-- ACTIVITY --
Nothing in the data may be altered; copy it all exactly.

▼

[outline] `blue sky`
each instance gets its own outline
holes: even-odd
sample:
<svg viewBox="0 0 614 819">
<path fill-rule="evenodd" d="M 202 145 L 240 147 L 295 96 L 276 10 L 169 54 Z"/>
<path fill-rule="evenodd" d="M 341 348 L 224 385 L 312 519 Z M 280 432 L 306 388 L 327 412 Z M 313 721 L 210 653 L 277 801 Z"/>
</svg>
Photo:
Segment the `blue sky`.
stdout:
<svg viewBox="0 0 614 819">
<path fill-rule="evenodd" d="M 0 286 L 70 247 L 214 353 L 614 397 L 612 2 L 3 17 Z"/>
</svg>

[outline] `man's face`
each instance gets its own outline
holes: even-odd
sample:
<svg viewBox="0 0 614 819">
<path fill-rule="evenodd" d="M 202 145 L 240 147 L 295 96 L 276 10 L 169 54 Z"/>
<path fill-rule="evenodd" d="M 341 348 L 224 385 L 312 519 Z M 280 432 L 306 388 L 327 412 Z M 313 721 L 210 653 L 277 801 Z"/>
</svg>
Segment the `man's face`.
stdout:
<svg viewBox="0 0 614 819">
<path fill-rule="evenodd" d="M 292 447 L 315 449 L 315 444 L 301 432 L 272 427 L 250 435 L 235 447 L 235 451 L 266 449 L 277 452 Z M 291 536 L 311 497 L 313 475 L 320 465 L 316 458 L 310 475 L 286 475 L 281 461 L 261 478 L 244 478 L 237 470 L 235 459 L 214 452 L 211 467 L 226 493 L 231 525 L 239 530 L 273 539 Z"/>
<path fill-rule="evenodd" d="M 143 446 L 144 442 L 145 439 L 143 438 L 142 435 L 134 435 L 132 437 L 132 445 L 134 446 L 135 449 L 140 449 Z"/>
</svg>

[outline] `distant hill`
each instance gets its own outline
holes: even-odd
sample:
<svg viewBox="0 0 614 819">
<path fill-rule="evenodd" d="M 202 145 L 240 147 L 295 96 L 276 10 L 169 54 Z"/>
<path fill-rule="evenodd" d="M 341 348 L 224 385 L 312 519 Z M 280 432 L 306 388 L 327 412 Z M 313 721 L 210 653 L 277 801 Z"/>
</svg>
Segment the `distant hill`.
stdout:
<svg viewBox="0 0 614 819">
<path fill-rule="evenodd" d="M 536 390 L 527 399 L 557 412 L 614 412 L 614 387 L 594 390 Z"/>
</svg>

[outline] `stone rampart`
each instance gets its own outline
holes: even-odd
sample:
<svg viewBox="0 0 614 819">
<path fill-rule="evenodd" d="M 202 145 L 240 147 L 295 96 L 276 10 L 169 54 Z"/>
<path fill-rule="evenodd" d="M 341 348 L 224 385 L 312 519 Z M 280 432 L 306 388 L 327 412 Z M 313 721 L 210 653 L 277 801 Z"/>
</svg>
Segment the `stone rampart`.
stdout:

▲

-- RESPONSE FOR THIS EXERCISE --
[outline] `blue sky`
each instance gets its own outline
holes: even-odd
sample:
<svg viewBox="0 0 614 819">
<path fill-rule="evenodd" d="M 202 145 L 240 147 L 295 96 L 276 10 L 169 54 Z"/>
<path fill-rule="evenodd" d="M 341 348 L 224 385 L 312 519 Z M 280 432 L 306 388 L 327 412 Z M 313 721 L 210 653 L 277 801 Z"/>
</svg>
Photo:
Segment the `blue sky`.
stdout:
<svg viewBox="0 0 614 819">
<path fill-rule="evenodd" d="M 0 286 L 70 247 L 214 353 L 614 397 L 612 2 L 3 17 Z"/>
</svg>

[outline] `man's face`
each instance gets its own outline
holes: even-odd
sample:
<svg viewBox="0 0 614 819">
<path fill-rule="evenodd" d="M 202 145 L 240 147 L 295 96 L 276 10 L 169 54 Z"/>
<path fill-rule="evenodd" d="M 341 348 L 224 385 L 312 519 Z M 280 432 L 306 388 L 327 412 Z M 313 721 L 210 653 L 277 801 Z"/>
</svg>
Segment the `man's face`.
stdout:
<svg viewBox="0 0 614 819">
<path fill-rule="evenodd" d="M 292 447 L 315 449 L 315 444 L 301 432 L 272 427 L 250 435 L 235 447 L 235 451 L 266 449 L 277 452 Z M 291 536 L 311 497 L 313 475 L 320 465 L 316 458 L 310 475 L 286 475 L 281 461 L 261 478 L 244 478 L 237 470 L 235 459 L 214 452 L 211 467 L 226 493 L 231 525 L 239 530 L 273 539 Z"/>
<path fill-rule="evenodd" d="M 143 446 L 144 442 L 145 439 L 143 438 L 142 435 L 134 435 L 132 437 L 132 445 L 134 446 L 135 449 L 140 449 Z"/>
</svg>

[outline] `distant hill`
each instance gets its own outline
holes: even-odd
sample:
<svg viewBox="0 0 614 819">
<path fill-rule="evenodd" d="M 202 145 L 240 147 L 295 96 L 276 10 L 169 54 Z"/>
<path fill-rule="evenodd" d="M 341 348 L 224 385 L 312 519 Z M 280 432 L 306 388 L 327 412 Z M 313 721 L 210 653 L 277 801 Z"/>
</svg>
Segment the `distant hill`.
stdout:
<svg viewBox="0 0 614 819">
<path fill-rule="evenodd" d="M 536 390 L 527 399 L 557 412 L 614 412 L 614 387 L 594 390 Z"/>
</svg>

[outline] `stone rampart`
each instance gets its own outline
holes: even-odd
sample:
<svg viewBox="0 0 614 819">
<path fill-rule="evenodd" d="M 202 145 L 240 147 L 295 96 L 276 10 L 169 54 Z"/>
<path fill-rule="evenodd" d="M 341 348 L 224 385 L 312 519 Z M 280 432 L 306 388 L 327 412 Z M 313 721 L 210 653 L 277 801 Z"/>
</svg>
Segment the `stone rampart`.
stdout:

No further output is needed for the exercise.